Data extracts section start

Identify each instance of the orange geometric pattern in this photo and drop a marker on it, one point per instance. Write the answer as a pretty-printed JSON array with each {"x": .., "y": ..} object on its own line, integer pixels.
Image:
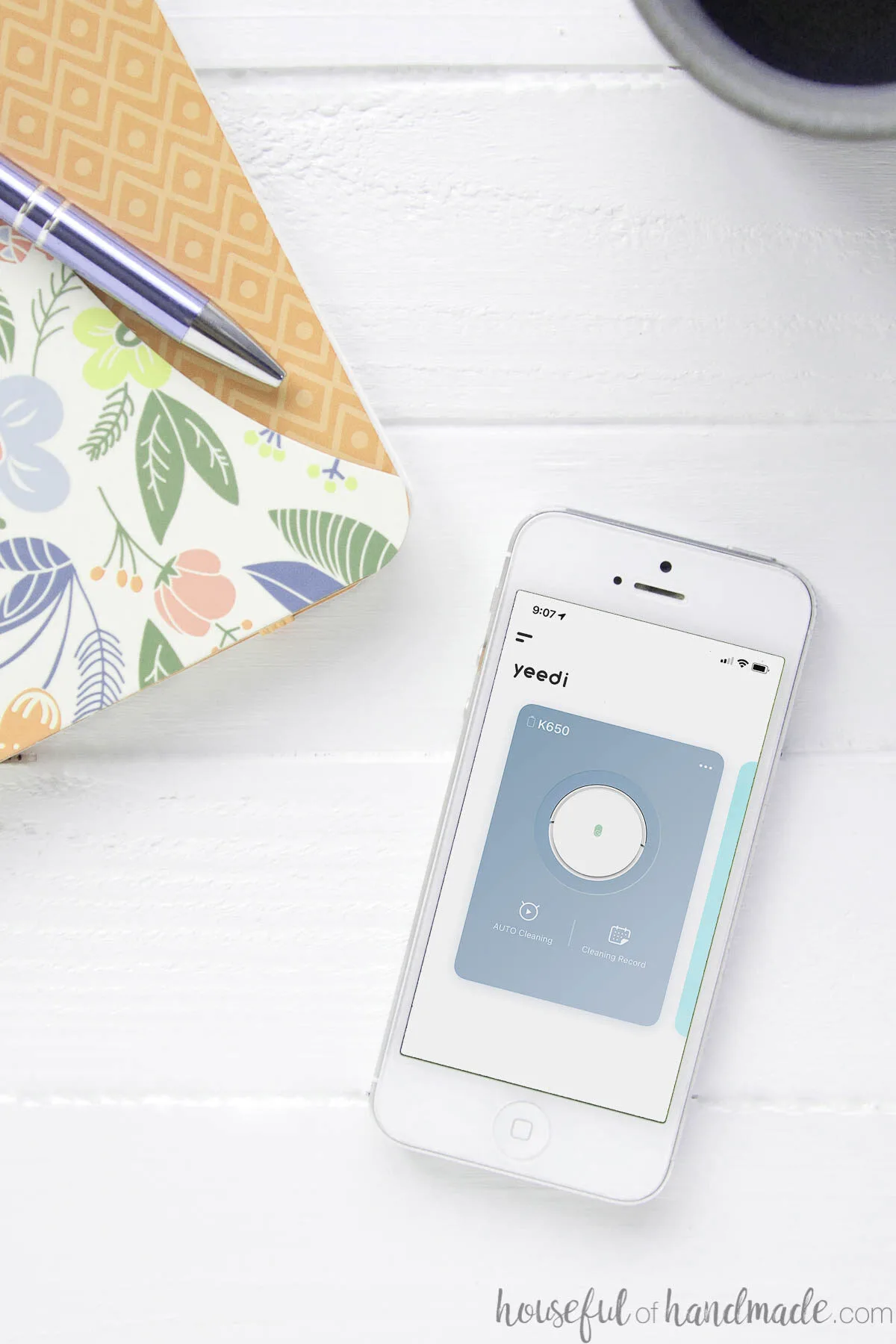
[{"x": 99, "y": 101}]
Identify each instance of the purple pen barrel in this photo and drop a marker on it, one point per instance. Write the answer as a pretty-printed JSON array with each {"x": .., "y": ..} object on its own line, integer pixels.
[{"x": 119, "y": 269}]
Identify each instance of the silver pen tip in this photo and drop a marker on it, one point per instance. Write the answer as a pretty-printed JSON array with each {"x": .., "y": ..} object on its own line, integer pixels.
[{"x": 220, "y": 337}]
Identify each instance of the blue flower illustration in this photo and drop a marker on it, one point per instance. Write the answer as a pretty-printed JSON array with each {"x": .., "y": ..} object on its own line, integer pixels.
[{"x": 30, "y": 475}]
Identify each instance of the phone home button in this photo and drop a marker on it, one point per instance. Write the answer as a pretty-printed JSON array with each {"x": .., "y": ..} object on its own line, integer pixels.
[{"x": 521, "y": 1130}]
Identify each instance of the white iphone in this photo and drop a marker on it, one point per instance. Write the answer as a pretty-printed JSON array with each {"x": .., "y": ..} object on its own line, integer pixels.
[{"x": 630, "y": 706}]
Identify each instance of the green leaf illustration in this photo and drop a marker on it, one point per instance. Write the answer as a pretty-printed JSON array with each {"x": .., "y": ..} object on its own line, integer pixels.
[
  {"x": 341, "y": 546},
  {"x": 7, "y": 329},
  {"x": 203, "y": 449},
  {"x": 112, "y": 423},
  {"x": 158, "y": 659},
  {"x": 160, "y": 463},
  {"x": 45, "y": 311}
]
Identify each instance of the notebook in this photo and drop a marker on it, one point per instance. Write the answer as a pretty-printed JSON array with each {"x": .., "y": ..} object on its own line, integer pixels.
[{"x": 156, "y": 508}]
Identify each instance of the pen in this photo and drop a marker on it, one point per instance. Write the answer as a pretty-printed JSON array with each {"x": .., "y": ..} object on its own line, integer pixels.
[{"x": 99, "y": 255}]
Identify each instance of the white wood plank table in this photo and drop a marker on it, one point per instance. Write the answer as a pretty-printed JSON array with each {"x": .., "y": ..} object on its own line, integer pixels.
[{"x": 563, "y": 275}]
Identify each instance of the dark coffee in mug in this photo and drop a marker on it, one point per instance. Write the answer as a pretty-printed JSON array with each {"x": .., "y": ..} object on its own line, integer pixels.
[{"x": 829, "y": 42}]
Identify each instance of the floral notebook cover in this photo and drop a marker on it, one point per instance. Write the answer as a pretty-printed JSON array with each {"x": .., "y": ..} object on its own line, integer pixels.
[{"x": 146, "y": 524}]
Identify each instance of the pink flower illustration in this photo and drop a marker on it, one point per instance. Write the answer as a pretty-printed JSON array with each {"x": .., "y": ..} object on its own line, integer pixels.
[{"x": 191, "y": 593}]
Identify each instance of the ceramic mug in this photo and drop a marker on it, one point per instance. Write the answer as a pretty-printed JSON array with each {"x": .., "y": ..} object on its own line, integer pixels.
[{"x": 827, "y": 67}]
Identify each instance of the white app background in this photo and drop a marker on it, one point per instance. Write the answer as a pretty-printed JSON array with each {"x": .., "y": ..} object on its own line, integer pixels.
[{"x": 625, "y": 672}]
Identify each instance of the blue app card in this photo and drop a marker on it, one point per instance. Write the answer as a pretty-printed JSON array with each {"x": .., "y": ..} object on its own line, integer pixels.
[{"x": 588, "y": 865}]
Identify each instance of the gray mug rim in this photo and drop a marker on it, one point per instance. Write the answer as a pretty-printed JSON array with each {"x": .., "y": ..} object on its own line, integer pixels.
[{"x": 774, "y": 96}]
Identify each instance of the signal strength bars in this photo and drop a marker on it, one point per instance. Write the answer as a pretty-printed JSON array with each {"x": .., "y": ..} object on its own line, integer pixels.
[{"x": 746, "y": 663}]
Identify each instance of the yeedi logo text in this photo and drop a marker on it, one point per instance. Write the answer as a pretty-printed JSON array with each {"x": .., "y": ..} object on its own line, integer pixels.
[{"x": 541, "y": 675}]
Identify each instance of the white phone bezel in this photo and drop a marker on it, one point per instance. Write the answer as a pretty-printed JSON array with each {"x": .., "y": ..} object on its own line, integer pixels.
[{"x": 729, "y": 596}]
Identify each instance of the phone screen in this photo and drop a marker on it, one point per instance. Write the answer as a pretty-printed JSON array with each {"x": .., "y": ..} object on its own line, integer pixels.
[{"x": 591, "y": 855}]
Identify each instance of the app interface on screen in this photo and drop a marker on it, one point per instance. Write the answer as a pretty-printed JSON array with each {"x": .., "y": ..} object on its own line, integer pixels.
[{"x": 590, "y": 862}]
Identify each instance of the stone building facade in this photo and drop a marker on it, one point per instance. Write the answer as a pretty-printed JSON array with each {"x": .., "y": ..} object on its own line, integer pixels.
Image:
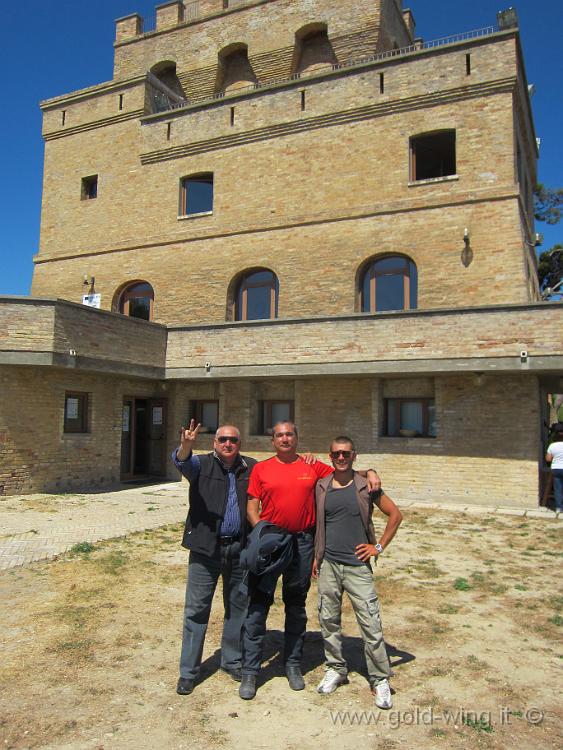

Data extracts section end

About this task: Would you reproduce the listing above exactly, without any of its images?

Response area:
Identify each instance of the orange geometric pattern in this photo and drop a marker on it, one point per instance. Write the answer as a pretty-printed JSON array with each {"x": .., "y": ..} object on its own line, integer pixels.
Image:
[{"x": 99, "y": 101}]
Identify each instance of the purple pen barrel in this photo and drop a marker on it, one point per instance. Write the answer as a pretty-printed JSON array with each {"x": .., "y": ..} object on its own line, integer pixels.
[{"x": 119, "y": 269}]
Identify each instance of the silver pen tip in this photo and drop a marker on it, one point per instance. Write the answer as a pretty-printed JSON array with each {"x": .., "y": ..} object on its own line, integer pixels.
[{"x": 220, "y": 337}]
Identify each instance of the blue flower illustration in this photo and drop a marker on it, one point per instance. Write the answer as a pretty-printed JSON array with each {"x": .., "y": ..} object on its own line, integer pixels.
[{"x": 30, "y": 475}]
Identify each instance of the phone home button in this photo and drop a marker on it, one point per instance. Write the answer as a pretty-printed JSON array with each {"x": .., "y": ..} object on its own line, integer pixels.
[{"x": 521, "y": 1130}]
Identify each instance of the white iphone in this photo and drop a marker on it, one point per instance. Write the answer as a pretty-printed JSON array with each {"x": .., "y": ..} object on its own line, integer pixels.
[{"x": 630, "y": 706}]
Identify each instance of the green leaf illustration in this photo and drop a marker on it, one point per instance. Write the answer as a pretty-printed JSON array with each {"x": .., "y": ..} object on its own line, integer pixels.
[
  {"x": 341, "y": 546},
  {"x": 7, "y": 329},
  {"x": 203, "y": 449},
  {"x": 112, "y": 423},
  {"x": 158, "y": 659},
  {"x": 160, "y": 463},
  {"x": 45, "y": 311}
]
Identify each instance of the notebook in this photo and drop a marker on it, one point per instance. Write the answer as a pretty-printed JSON array with each {"x": .., "y": ..} object on its own line, integer pixels.
[{"x": 156, "y": 508}]
Identify each instance of the pen in this photo and drop a marker on it, one point per instance. Write the answer as a pretty-printed JSON array with each {"x": .., "y": ..} object on its own line, integer pixels.
[{"x": 99, "y": 255}]
Identify each instance of the white wood plank table in this photo and drop a marker on it, one point per instance. Write the answer as a pretty-printed JSON array with each {"x": .., "y": ..} object on its own line, integer pixels.
[{"x": 563, "y": 275}]
Identify each instance of the dark coffee in mug in this photo and drop a marker on it, one point per instance. Write the answer as a pretty-printed JSON array with each {"x": .., "y": ..} object on its own line, integer pixels.
[{"x": 829, "y": 42}]
Identify each instance of the floral notebook cover in this photo and drop a marker on it, one point per instance. Write the answer as a pretty-printed JSON array with each {"x": .., "y": ..} object on its own line, integer pixels.
[{"x": 146, "y": 524}]
Identify each instance of the pink flower illustration in this photo and drop a marker on it, one point per instance. Write the answer as a pretty-printed JSON array with each {"x": .., "y": ..} object on its own line, integer pixels.
[{"x": 191, "y": 593}]
Identify each instance of the ceramic mug in this photo and drop a marker on it, one point per instance. Write the answer as a pretty-printed JSON array with each {"x": .., "y": ..} object on its own line, integer pixels.
[{"x": 827, "y": 67}]
Identify each instance of the white app background in this photo and drop a marker on it, one point per instance. Write the answer as a pretty-printed JSON array with each {"x": .., "y": ..} object on its own line, integer pixels.
[{"x": 625, "y": 672}]
Identify each instance of the blue app card in this photo and drop a marker on it, one point per instance. Write the answer as a pretty-printed JSON array with each {"x": .., "y": ..} object on its own line, integer pixels.
[{"x": 588, "y": 865}]
Identify each instance of the gray mug rim in this photo and drop a marker on it, one point per instance. Write the answer as a pretty-printed JSON array with each {"x": .., "y": ..} object on its own line, integer pixels.
[{"x": 774, "y": 96}]
Identify each instance of the signal strength bars in this photo and drop a marker on it, one point per instance. Write the answer as a pretty-printed JSON array with each {"x": .., "y": ..} object on its own line, integer pixels.
[{"x": 746, "y": 663}]
Identify each instance of the yeedi logo text in this photo and drop a marker on it, one point per instance. Write the answer as a pretty-printed JSON array with each {"x": .., "y": ..} object on its own line, integer pixels.
[{"x": 541, "y": 675}]
Identify each instance of the white phone bezel in this photo and drop a marker on it, one point per instance. Write the answer as a pretty-printed JSON array with each {"x": .., "y": ..} object on its own line, integer pixels.
[{"x": 729, "y": 596}]
Identify each instance of the phone screen in this photo and drop a marker on it, one point per instance. Write the answer as a pretty-printed JSON array with each {"x": .., "y": ..} object on its own line, integer pixels.
[{"x": 591, "y": 855}]
Identify each instance of the app interface on screen in this photo and drop a marker on it, one point per instance. Write the answer as a pretty-printed JSON array with each {"x": .., "y": ..} object on its own line, integer pixels.
[{"x": 590, "y": 862}]
Identify each instance of the stone building facade in this photo and drop a marker on it, one point per instance. Write the answer as a pretty-printed JSON array with each {"x": .., "y": ..} object on its own line, integer pixels.
Image:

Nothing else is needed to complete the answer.